= Activity =
Copy out the data exactly, leaving the pictures behind.

┌─ Data under study

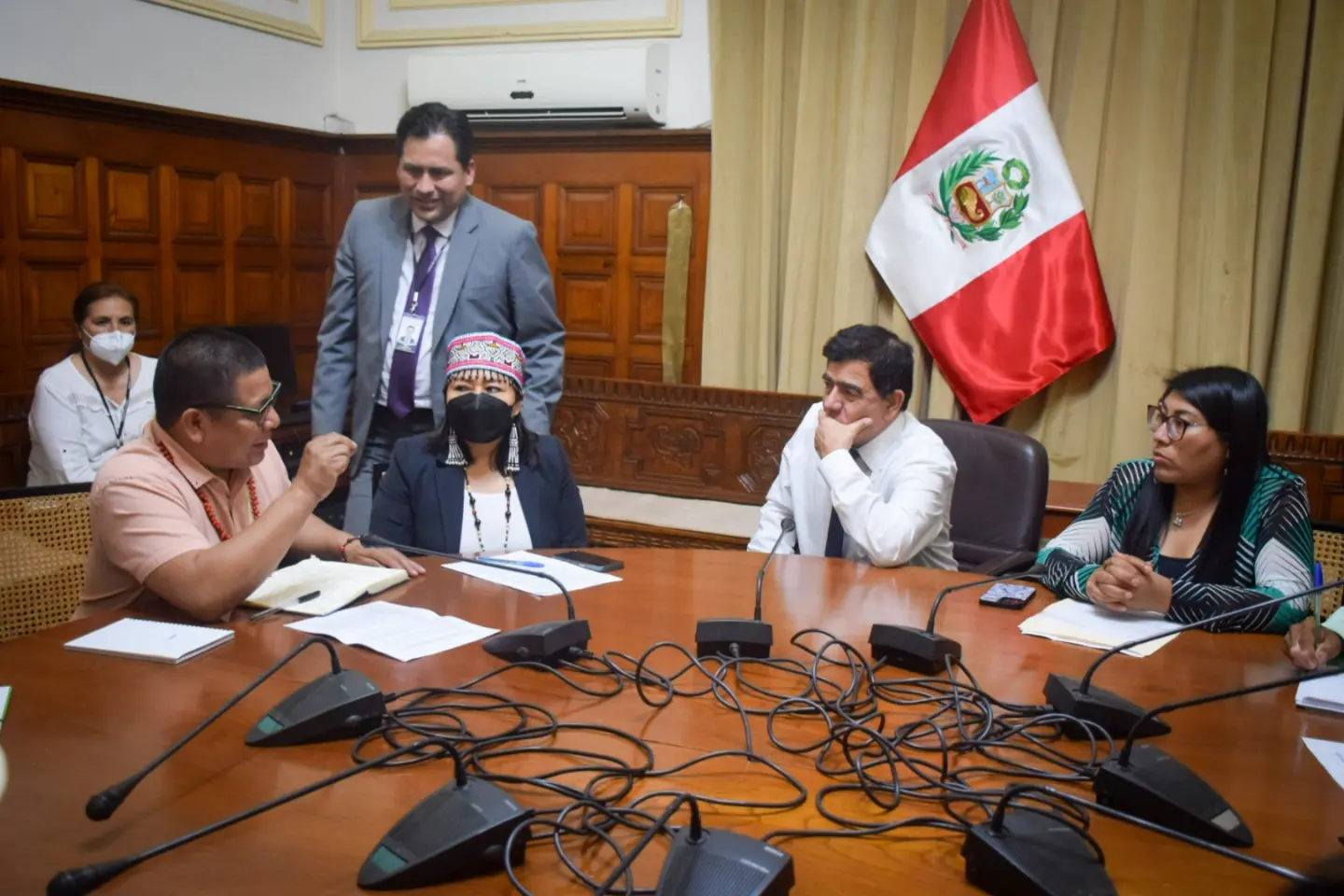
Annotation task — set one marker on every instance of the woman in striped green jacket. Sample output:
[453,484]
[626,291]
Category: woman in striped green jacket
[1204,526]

└─

= Output of the exercise =
Annotation task — set one marker on every instance of the woman in striped green jacket. Sample output:
[453,484]
[626,291]
Category: woman in striped green jacket
[1204,526]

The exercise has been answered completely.